REQUIREMENT 1:
In the listing, take the part that opens with its first line and closes with the line containing "point(133, 62)". Rename "instance" to "occurrence" throughout that part and give it again with nothing else altered.

EXTRACT PROVIDED:
━━━━━━━━━━━━━━━━━━━━━━━━━━━━━━

Part 2: A Service Life
In the 2018 winter edition of Roundhouse, David Oram presented the early history of the 57 class. In this issue, part two covers the planning and details of the 58 class.
Following the request by Clyde Engineering to receive more work from the NSW Government, the Commissioner of NSW Railways requested Harold Young, CME, to organise another five 36 class locomotives from Clyde. Young told the Commissioner that he could produce a much better locomotive.
The rest they say is history, with the resulting engine being the famous 38 class. Innovations incorporated into this design included large diameter piston valves, long travel valves with ‘trick’ ports (see note 2) and streamlined steam passages. These features, coupled with a free steaming boiler, underpinned the success of the class. Some features from the 57 class were also incorporated – namely a cast engine bed, this time including the cylinders and precision power reverse.
An order was placed with General Steel Castings Corporation of Illinois, USA, for five cast engine beds for the 38 class in 1938. For the next few years, the Mechanical Branch focused on the successful building and entry into service of the 38 class.
However, World War II had been declared in September 1939. By December 1941, U.S. had been drawn into the conflict after the attack on Pearl Harbour. As a result, the economies of allied countries were being severely stretched and Australia was no exception. The state railways were playing an increasingly significant role in moving troops and supplies supporting the war effort.
To help allies, particularly in the Pacific region, the U.S. proposed to finance construction of locomotives and rolling stock to support the railways with their wartime commitments. The intent was for equipment to be manufactured in the U.S. However, the conditions stipulated that only existing proven designs were permissible. Such was the demand on U.S. resources, however, that nothing could be made available until 1943. Accordingly, orders were placed to make twenty-five 38 class and twenty-five 58 class, which took the form of the engine beds. This order had been recommended by the Allied Supply Council and approved by the war cabinet, assuming equal priority with munitions.

━━━━━━━━━━━━━━━━━━━━━━━━━━━━━━

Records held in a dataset
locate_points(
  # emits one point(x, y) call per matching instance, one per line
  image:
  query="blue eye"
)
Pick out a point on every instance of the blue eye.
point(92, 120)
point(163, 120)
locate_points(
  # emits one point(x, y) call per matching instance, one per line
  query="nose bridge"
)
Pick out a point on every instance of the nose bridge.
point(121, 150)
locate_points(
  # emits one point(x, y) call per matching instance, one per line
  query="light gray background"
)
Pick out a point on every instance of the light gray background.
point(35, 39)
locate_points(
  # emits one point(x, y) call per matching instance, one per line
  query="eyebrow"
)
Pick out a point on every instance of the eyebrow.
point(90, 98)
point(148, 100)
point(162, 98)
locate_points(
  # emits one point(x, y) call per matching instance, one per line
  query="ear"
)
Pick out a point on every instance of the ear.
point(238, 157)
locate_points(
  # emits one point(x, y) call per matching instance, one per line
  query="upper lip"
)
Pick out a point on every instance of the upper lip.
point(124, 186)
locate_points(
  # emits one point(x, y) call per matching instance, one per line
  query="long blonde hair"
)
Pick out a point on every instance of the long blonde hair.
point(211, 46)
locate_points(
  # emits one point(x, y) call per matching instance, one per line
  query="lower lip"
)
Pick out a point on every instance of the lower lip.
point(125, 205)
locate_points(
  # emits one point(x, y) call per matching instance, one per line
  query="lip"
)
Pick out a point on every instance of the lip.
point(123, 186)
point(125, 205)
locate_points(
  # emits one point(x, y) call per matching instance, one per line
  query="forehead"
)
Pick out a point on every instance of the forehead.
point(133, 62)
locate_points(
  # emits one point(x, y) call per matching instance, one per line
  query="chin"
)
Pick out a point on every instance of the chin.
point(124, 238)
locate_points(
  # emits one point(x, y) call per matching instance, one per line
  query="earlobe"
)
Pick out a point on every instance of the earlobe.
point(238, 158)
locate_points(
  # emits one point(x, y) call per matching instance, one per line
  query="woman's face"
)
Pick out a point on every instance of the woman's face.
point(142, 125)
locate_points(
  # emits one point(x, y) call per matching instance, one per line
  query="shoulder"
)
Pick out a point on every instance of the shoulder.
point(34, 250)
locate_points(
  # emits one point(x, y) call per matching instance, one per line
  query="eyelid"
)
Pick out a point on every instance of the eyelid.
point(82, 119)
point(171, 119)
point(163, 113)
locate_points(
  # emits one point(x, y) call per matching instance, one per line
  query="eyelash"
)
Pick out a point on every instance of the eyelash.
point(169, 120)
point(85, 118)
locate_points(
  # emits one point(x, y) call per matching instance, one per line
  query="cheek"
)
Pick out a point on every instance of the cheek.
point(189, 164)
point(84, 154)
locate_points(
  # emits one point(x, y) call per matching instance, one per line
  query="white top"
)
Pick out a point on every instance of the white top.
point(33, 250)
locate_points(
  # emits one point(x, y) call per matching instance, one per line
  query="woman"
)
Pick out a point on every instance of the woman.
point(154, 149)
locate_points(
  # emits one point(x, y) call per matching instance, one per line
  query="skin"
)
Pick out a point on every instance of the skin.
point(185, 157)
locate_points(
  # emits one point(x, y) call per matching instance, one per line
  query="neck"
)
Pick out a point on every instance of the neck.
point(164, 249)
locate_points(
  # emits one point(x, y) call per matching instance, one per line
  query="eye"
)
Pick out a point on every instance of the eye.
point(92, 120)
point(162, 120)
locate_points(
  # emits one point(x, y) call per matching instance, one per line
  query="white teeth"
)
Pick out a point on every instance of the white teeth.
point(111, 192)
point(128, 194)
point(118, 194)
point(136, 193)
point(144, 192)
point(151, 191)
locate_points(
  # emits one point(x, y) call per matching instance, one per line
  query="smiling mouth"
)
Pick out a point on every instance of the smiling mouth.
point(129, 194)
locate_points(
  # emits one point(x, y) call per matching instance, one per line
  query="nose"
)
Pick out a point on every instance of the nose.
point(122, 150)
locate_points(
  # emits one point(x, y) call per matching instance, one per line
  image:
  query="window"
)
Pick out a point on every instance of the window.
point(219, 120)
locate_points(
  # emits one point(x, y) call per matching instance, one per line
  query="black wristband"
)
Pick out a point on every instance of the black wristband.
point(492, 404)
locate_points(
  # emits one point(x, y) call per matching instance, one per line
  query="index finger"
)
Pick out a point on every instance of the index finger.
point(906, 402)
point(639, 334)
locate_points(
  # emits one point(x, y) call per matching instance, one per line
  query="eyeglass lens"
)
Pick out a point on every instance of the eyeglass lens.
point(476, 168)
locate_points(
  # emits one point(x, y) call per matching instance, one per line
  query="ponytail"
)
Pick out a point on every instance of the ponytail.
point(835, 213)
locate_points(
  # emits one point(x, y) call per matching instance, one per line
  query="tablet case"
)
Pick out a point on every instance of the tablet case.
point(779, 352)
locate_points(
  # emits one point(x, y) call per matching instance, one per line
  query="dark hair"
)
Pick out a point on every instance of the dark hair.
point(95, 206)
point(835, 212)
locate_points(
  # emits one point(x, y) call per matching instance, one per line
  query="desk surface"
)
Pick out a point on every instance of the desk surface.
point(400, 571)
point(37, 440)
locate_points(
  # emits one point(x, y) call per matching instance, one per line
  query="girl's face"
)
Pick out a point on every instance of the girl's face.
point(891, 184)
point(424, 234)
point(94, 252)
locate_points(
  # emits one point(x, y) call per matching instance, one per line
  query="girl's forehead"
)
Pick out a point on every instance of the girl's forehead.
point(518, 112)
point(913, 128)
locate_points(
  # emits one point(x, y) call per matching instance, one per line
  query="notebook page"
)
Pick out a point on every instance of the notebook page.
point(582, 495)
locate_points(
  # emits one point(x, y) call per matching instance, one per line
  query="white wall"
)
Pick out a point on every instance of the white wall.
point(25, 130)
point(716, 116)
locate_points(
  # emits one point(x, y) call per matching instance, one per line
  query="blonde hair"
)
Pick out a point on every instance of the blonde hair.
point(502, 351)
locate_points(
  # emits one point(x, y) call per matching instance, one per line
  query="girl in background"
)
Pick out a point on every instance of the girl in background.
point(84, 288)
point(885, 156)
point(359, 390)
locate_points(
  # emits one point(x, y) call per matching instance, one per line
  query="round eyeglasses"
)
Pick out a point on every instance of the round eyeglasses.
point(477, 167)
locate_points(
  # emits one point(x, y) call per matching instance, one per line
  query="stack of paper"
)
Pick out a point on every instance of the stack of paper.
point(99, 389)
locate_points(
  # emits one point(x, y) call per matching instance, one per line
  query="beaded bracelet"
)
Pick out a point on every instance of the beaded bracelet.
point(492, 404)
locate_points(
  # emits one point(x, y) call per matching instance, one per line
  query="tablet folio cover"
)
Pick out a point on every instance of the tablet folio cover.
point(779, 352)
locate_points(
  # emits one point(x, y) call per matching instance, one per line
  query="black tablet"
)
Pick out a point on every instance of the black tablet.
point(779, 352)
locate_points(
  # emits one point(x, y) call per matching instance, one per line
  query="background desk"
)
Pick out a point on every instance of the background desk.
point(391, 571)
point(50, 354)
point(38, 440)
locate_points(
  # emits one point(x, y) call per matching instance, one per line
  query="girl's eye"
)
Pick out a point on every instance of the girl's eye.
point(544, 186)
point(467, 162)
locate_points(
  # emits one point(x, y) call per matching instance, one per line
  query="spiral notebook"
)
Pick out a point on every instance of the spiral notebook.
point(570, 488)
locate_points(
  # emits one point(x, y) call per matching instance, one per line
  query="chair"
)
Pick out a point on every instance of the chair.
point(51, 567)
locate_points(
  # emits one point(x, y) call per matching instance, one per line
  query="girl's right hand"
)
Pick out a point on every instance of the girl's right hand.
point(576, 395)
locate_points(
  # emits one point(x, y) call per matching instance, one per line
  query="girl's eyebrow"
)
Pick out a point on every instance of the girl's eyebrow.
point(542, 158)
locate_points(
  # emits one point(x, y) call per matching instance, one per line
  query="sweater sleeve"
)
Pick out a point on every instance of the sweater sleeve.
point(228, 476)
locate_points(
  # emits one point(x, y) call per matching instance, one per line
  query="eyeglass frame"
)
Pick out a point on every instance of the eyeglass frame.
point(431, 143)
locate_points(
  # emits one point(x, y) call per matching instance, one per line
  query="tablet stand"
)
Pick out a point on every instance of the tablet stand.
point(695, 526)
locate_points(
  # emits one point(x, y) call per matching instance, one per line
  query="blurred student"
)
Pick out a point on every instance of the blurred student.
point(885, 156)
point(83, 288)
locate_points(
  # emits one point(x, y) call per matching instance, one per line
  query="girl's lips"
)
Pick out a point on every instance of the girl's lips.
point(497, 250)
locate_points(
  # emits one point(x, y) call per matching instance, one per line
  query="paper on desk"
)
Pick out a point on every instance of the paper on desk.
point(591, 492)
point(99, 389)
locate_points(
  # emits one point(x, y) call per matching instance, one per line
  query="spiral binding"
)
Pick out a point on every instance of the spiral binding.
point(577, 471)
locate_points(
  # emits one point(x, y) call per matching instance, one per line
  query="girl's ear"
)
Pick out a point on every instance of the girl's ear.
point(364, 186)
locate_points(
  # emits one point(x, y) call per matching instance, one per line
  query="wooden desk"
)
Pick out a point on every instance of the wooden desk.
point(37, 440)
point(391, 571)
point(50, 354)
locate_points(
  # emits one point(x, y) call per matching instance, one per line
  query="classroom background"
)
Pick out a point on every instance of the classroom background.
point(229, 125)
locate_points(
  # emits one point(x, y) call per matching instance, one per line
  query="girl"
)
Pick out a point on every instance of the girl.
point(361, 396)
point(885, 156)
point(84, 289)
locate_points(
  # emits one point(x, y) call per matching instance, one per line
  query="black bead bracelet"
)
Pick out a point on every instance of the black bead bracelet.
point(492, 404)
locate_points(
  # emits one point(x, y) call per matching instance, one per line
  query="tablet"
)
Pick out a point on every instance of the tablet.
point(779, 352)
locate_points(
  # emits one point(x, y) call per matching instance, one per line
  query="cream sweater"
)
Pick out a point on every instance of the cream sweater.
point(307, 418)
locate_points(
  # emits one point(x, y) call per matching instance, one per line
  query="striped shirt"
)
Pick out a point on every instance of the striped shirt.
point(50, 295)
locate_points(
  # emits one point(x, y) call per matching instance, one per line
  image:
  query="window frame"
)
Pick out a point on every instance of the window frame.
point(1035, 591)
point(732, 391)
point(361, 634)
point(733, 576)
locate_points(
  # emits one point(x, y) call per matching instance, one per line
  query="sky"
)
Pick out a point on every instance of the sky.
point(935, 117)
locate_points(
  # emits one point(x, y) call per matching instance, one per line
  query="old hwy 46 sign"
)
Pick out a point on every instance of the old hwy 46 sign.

━━━━━━━━━━━━━━━━━━━━━━━━━━━━━━

REQUIREMENT 2:
According to the locomotive history text, where was the General Steel Castings Corporation located?

WORKED ANSWER 1:
locate_points(
  # emits one point(x, y) call per matching occurrence, one per line
  image:
  query="blue eye"
)
Pick out a point on every occurrence of the blue eye.
point(92, 120)
point(163, 120)
locate_points(
  # emits one point(x, y) call per matching occurrence, one per line
  query="nose bridge"
)
Pick out a point on every occurrence of the nose bridge.
point(121, 150)
locate_points(
  # emits one point(x, y) call per matching occurrence, one per line
  query="light gray background"
)
Pick out a point on every occurrence of the light gray background.
point(35, 39)
locate_points(
  # emits one point(x, y) call per matching occurrence, one per line
  query="eyebrow"
)
Pick out a point on every occurrence of the eyebrow.
point(90, 98)
point(148, 100)
point(162, 98)
locate_points(
  # emits one point(x, y) call per matching occurrence, one per line
  query="ear"
)
Pick out a point on every occurrence of the ear.
point(238, 157)
locate_points(
  # emits one point(x, y) call per matching occurrence, one per line
  query="upper lip"
)
Pick out a point on every occurrence of the upper lip.
point(124, 186)
locate_points(
  # emits one point(x, y) call per matching occurrence, one per line
  query="long blonde hair"
)
Pick out a point on every occurrence of the long blonde hair.
point(211, 46)
locate_points(
  # emits one point(x, y) call per matching occurrence, one per line
  query="lower lip"
)
Pick out a point on every occurrence of the lower lip.
point(125, 205)
locate_points(
  # emits one point(x, y) call per matching occurrence, one per line
  query="lip"
)
Pick out a point on every occurrence of the lip.
point(123, 186)
point(125, 205)
locate_points(
  # emits one point(x, y) call per matching occurrence, one per line
  query="forehead"
)
Pick out a point on every occurrence of the forehead.
point(133, 62)

WORKED ANSWER 2:
Illinois, USA.